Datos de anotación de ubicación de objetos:

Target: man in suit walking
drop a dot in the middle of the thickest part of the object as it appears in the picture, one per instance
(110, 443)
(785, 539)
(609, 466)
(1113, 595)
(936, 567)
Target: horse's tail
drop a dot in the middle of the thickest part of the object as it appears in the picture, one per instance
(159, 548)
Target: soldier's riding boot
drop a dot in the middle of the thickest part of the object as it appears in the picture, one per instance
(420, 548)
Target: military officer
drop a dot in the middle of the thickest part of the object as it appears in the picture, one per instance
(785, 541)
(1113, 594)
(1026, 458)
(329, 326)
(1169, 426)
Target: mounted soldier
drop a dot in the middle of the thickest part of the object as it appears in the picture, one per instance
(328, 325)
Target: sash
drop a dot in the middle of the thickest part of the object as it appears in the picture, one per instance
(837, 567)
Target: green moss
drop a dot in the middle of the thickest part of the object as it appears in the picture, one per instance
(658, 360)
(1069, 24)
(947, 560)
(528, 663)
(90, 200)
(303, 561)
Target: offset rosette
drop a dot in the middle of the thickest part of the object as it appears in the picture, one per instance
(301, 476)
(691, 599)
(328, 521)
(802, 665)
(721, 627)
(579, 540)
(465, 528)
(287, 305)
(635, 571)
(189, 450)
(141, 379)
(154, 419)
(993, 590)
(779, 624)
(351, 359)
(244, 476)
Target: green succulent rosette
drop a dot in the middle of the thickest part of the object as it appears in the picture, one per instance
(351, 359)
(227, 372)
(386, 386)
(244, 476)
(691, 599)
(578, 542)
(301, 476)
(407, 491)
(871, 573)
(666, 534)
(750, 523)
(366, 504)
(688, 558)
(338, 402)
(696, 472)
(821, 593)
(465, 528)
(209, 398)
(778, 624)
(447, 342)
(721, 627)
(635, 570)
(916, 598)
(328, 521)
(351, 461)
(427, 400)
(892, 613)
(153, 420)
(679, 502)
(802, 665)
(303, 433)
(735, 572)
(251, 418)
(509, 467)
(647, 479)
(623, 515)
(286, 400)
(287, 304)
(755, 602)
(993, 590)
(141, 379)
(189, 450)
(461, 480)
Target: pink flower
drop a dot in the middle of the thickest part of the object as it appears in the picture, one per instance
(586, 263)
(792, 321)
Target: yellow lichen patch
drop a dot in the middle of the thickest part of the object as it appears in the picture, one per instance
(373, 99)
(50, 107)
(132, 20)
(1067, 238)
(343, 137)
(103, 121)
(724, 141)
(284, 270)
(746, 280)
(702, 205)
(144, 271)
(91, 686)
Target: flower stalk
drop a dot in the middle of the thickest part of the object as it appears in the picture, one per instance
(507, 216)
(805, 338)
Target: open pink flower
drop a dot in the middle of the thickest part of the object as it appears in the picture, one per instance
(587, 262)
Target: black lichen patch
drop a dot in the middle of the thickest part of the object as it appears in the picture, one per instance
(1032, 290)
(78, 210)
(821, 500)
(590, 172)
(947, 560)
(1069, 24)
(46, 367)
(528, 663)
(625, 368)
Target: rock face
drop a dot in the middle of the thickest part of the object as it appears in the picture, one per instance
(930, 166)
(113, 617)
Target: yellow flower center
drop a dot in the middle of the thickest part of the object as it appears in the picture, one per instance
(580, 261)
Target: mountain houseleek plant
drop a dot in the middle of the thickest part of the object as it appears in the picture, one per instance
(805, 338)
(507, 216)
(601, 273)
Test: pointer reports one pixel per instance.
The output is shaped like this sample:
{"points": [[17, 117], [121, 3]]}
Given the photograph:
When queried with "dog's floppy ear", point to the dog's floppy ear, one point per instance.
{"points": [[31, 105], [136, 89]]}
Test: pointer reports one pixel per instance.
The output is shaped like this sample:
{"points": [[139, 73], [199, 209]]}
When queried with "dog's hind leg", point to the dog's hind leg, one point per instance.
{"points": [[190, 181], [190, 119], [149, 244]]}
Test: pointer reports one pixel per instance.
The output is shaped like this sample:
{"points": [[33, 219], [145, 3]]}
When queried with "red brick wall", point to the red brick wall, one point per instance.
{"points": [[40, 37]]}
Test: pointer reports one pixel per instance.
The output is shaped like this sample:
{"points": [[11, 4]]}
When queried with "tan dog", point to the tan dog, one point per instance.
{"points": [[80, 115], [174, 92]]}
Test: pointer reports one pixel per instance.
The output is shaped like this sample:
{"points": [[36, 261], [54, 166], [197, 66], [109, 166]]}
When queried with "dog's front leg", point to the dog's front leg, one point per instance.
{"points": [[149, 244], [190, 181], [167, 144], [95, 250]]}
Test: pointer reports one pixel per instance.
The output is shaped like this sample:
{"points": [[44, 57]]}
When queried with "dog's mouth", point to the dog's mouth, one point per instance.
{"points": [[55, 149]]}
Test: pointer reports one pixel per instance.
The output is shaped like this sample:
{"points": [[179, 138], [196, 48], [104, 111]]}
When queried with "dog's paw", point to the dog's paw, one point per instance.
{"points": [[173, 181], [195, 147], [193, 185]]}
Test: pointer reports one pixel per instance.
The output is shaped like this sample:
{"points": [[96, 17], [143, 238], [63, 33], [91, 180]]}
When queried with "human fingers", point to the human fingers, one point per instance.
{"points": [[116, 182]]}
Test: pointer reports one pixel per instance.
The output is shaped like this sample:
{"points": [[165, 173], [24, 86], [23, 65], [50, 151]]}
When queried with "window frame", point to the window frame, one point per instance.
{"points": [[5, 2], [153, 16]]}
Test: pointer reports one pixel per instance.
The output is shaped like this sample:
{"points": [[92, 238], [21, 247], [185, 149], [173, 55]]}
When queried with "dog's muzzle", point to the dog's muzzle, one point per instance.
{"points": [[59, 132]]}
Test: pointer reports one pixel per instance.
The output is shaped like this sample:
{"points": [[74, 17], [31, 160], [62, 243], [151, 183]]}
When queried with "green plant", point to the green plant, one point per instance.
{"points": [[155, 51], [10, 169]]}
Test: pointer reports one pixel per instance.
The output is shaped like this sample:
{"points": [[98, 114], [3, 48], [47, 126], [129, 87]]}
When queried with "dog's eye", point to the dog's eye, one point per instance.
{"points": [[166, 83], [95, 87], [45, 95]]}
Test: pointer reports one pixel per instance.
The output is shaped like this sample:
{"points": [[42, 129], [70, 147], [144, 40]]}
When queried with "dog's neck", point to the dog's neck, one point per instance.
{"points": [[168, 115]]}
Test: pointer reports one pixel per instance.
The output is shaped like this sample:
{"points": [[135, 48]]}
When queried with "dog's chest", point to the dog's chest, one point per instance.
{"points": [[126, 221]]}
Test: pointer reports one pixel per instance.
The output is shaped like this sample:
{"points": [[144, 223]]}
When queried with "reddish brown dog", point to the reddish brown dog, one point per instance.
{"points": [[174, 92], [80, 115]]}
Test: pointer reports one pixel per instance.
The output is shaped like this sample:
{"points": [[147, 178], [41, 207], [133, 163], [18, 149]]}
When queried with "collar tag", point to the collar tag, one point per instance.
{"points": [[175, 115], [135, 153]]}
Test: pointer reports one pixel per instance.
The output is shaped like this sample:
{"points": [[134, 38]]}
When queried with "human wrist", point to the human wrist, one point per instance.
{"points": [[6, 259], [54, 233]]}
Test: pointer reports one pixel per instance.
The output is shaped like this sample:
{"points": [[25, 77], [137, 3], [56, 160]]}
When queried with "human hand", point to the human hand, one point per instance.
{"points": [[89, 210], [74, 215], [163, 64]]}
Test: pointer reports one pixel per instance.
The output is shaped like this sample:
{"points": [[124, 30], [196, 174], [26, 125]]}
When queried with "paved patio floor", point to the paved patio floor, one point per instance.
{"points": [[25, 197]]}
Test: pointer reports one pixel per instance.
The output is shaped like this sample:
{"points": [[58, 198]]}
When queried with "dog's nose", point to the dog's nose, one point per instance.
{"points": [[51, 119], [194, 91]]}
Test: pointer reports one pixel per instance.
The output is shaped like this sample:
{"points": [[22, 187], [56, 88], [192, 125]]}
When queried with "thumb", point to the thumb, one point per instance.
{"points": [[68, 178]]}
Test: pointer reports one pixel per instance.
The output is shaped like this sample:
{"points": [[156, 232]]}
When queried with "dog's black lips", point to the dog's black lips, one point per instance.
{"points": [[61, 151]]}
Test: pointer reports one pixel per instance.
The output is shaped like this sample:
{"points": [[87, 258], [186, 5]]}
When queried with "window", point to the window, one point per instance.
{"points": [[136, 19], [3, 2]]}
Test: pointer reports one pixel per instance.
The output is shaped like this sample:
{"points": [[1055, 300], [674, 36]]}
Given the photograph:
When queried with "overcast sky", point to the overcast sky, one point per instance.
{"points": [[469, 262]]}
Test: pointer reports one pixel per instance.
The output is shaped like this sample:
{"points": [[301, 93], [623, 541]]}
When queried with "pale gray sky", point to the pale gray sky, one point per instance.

* Tarea
Cuenta cuántas líneas del listado contienen la cadena "patch", teniendo en cuenta mayúsculas y minúsculas. Indica solo el número.

* Respuesta del ejercicio
2